Copy each of the following rows word for word, without changing anything.

# [Rows in a dataset]
- - - -

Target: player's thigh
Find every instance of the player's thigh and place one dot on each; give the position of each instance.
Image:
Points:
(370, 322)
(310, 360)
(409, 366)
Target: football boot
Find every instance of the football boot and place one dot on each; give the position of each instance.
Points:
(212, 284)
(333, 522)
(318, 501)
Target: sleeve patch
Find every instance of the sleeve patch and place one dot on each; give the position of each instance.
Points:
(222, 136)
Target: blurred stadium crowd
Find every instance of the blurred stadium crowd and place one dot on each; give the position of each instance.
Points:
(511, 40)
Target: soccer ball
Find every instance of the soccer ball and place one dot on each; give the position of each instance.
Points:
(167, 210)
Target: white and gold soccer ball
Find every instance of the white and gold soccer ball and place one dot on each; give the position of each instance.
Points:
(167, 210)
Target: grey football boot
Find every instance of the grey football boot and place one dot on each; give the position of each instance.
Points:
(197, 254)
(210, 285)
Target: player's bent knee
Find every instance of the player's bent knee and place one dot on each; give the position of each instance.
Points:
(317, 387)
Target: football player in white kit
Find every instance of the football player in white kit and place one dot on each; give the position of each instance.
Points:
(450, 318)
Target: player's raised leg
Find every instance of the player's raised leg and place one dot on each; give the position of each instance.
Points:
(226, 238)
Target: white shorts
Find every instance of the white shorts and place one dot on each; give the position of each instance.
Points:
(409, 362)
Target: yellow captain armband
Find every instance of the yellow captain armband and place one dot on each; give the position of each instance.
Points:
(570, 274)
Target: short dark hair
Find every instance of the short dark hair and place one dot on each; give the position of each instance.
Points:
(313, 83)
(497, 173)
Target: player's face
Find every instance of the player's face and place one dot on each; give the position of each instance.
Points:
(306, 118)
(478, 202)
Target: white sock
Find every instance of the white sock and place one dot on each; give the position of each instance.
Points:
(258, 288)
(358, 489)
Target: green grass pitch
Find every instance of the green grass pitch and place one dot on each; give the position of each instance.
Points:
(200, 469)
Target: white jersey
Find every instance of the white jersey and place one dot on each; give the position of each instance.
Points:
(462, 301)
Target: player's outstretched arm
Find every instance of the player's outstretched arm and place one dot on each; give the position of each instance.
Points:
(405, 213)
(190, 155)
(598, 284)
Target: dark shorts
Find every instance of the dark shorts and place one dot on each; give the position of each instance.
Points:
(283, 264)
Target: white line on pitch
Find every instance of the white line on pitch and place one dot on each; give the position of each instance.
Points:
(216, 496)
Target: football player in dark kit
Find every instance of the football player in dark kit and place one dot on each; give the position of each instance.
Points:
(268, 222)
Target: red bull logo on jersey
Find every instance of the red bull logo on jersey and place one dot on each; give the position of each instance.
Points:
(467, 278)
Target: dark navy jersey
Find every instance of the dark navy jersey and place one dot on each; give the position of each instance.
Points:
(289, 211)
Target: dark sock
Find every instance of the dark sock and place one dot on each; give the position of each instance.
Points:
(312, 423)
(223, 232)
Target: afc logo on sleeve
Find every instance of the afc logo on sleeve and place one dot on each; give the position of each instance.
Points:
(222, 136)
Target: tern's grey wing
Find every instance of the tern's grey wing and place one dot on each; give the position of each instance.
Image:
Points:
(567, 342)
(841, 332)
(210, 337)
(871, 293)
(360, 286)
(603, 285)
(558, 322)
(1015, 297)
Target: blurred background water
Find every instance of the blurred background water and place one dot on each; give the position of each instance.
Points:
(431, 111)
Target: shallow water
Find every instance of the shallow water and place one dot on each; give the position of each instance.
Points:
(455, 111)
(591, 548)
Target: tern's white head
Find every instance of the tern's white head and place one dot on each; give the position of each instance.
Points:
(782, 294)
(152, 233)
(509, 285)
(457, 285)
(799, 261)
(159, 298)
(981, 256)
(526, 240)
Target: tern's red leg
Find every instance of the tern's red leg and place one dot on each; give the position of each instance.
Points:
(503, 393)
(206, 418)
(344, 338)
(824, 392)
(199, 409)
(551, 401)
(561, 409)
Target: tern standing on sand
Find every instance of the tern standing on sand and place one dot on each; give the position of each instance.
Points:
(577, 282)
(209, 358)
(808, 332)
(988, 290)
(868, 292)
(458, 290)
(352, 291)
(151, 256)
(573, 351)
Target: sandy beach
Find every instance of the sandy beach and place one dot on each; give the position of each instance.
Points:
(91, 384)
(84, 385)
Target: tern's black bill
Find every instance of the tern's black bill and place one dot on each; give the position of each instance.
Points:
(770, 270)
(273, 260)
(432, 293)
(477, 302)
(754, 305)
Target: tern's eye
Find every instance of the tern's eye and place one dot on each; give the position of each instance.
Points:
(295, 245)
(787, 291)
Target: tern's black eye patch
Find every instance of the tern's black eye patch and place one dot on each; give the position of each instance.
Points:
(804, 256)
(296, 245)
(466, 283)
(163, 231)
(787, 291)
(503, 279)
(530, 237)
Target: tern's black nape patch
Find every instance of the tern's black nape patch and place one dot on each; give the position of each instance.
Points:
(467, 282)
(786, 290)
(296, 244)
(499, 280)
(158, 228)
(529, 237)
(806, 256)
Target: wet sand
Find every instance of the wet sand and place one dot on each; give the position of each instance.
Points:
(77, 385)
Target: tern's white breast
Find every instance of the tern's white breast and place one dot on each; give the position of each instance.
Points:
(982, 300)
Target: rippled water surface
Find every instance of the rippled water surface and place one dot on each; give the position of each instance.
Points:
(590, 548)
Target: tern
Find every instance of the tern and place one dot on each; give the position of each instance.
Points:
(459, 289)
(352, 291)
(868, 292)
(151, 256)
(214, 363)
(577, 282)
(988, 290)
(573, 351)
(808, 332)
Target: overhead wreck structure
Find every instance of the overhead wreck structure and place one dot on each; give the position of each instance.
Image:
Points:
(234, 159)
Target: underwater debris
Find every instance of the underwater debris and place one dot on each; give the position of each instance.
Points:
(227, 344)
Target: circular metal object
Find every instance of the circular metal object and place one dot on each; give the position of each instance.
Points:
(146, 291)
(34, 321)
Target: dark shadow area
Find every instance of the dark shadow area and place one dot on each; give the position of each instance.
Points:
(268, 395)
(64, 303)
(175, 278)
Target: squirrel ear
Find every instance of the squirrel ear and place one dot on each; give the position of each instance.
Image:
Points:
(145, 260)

- - - -

# [Answer to this exercise]
Target: player's thigh
Find every instance of the player's thigh and place one dot on each; give the position of each instance.
Image:
Points:
(370, 322)
(310, 360)
(409, 366)
Target: football boot
Find every instance of the football boot and place one dot on each; give the position of each instance.
Points:
(212, 284)
(333, 522)
(318, 501)
Target: sleeve patch
Find every instance of the sleeve patch and place one dot on each; give the position of each instance.
Points:
(222, 136)
Target: blurred stadium crowd
Find every instance of the blurred stadium crowd and place one dot on each; give the position of each instance.
Points:
(511, 40)
Target: soccer ball
Find every instance of the soccer ball and place one dot on each; give the position of each instance.
Points:
(167, 210)
Target: white and gold soccer ball
Find every instance of the white and gold soccer ball and place one dot on each; give the position of each instance.
Points:
(167, 210)
Target: grey football boot
Find every instance of the grey football boot and place one dot on each; give the position of each instance.
Points:
(197, 254)
(210, 285)
Target: player's bent knee
Find every instance of the player's bent knee and place one dot on each; give the position of each instance.
Points:
(317, 387)
Target: football player in white kit
Find every instance of the football player in white kit and place one dot on each; give the position of each instance.
Points:
(450, 318)
Target: player's raised leg
Find every instance of the player's raised leg and place one dot on each; give the position of each instance.
Points:
(226, 238)
Target: white shorts
Find every instance of the white shorts and place one dot on each; give the position of each instance.
Points:
(409, 362)
Target: yellow captain armband
Find every instance of the yellow captain armband and place one dot on each; give the position of each instance.
Points:
(570, 274)
Target: short dark hair
Find every instance of the short dark hair and place one dot on each; give the position of each instance.
Points:
(313, 83)
(497, 173)
Target: player's face
Find every instance of the player's face and place one dot on each; give the position of each instance.
Points:
(306, 118)
(478, 202)
Target: white sock
Find every instance of the white sock and place one dot on each; give the position of each instance.
Points:
(258, 288)
(358, 489)
Target: green grass pitch
Find every instance of the green grass pitch and place one dot on each; give the position of each instance.
Points:
(200, 469)
Target: white jersey
Find every instance of the white jersey and place one dot on each; give the position of each instance.
Points:
(462, 301)
Target: player's outstretched arm
Find every instance of the player's outstretched arm and place one dot on each; give the position of each instance.
Points:
(405, 213)
(190, 155)
(598, 284)
Target: dark shorts
Find every instance of the dark shorts and place one dot on each; give the position of each instance.
Points:
(283, 264)
Target: white line on pitch
Find every instance of the white line on pitch and place one dot on each; give the position of each instance.
Points:
(216, 496)
Target: football player in dark kit
Find every instance of the football player in dark kit and place one dot on each; give the position of each instance.
Points:
(268, 222)
Target: red bull logo on jersey
Find every instance of the red bull logo on jersey and place one dot on each; give the position of each instance.
Points:
(467, 278)
Target: dark navy jersey
Find every instance of the dark navy jersey and place one dot on each; give the position of each instance.
Points:
(289, 211)
Target: dark sock
Find every instance of the dark sock and place one dot on each; give the position of each instance.
Points:
(312, 423)
(223, 232)
Target: afc logo on sleeve
Find every instance of the afc logo on sleeve and place one dot on each; give the position of each instance.
Points:
(222, 136)
Target: tern's grey wing
Find every instance of the tern's grey wing and place one dot on each; give the position of each instance.
Image:
Points:
(567, 342)
(841, 332)
(210, 337)
(871, 293)
(360, 286)
(603, 285)
(558, 322)
(1015, 297)
Target: blurred background water
Find every instance of the blurred background water and place one dot on each; give the position of each instance.
Points:
(431, 111)
Target: shallow water
Find every instance of the shallow water and place one dot on each; give the position of each instance.
Points:
(455, 111)
(591, 548)
Target: tern's white head
Find every instance of the tern's white head and place one dot on each; give the position of each instance.
Points:
(782, 294)
(152, 233)
(509, 285)
(457, 285)
(799, 261)
(159, 298)
(981, 256)
(526, 240)
Target: tern's red leg
Find every instance of the tern's red leg and place one dot on each; give the position of each instance.
Points:
(503, 393)
(206, 418)
(344, 338)
(824, 392)
(199, 409)
(551, 401)
(561, 409)
Target: tern standing on sand
Find every instance of the tern standing on sand and place one dot on each; give the position of each instance.
Points:
(577, 282)
(209, 358)
(808, 332)
(988, 290)
(868, 292)
(458, 290)
(352, 291)
(151, 256)
(573, 351)
Target: sandy beach
Find every instance of the sandy beach and place one dot on each; give the position of each instance.
Points:
(91, 384)
(84, 385)
Target: tern's black bill
Find every instance of the tern's black bill and place one dot on each; give the position of each instance.
Points:
(770, 270)
(273, 260)
(432, 293)
(477, 302)
(754, 305)
Target: tern's eye
Find every instance of the tern's eye and place one dot on each; give the position of each instance.
Points:
(295, 245)
(787, 291)
Target: tern's black eye patch
Find every instance of the tern's black eye patch and place one dot on each; give the position of each instance.
Points:
(804, 256)
(296, 245)
(466, 283)
(163, 231)
(787, 291)
(503, 279)
(530, 237)
Target: tern's black nape patch
Find every instance of the tern's black nape patch and place one dot on each; give the position of each instance.
Points:
(467, 282)
(786, 290)
(296, 244)
(499, 280)
(158, 228)
(529, 237)
(806, 256)
Target: wet sand
Find every instance of the wet sand and place one dot on each; give the position of each instance.
Points:
(77, 385)
Target: tern's white breast
Find every instance of the tern's white breast and place one dot on each; give the position of each instance.
Points:
(982, 300)
Target: rippled water surface
Find every instance of the rippled water surface and place one dot on each; give the position of each instance.
Points:
(590, 548)
Target: tern
Find every instance of the tern and place one dot on each; give the position of each instance.
Points:
(459, 289)
(352, 291)
(868, 292)
(151, 256)
(214, 363)
(577, 282)
(988, 290)
(573, 351)
(808, 332)
Target: overhead wreck structure
Find every instance of the overhead wreck structure and place one dot on each; give the position of each instance.
Image:
Points:
(234, 159)
Target: underwater debris
Find every instance of the underwater debris and place one dot on each; give the position of each instance.
Points:
(227, 344)
Target: circular metal object
Find every instance of the circular metal object and place one dot on each; give the position of each instance.
Points:
(146, 291)
(34, 321)
Target: dark shadow area
Find every instance of the dark shadow area and place one dot on each; give the position of each instance.
Points:
(268, 395)
(64, 303)
(175, 278)
Target: squirrel ear
Find every instance of the squirrel ear and place one dot on each; give the position of each instance.
Image:
Points:
(145, 260)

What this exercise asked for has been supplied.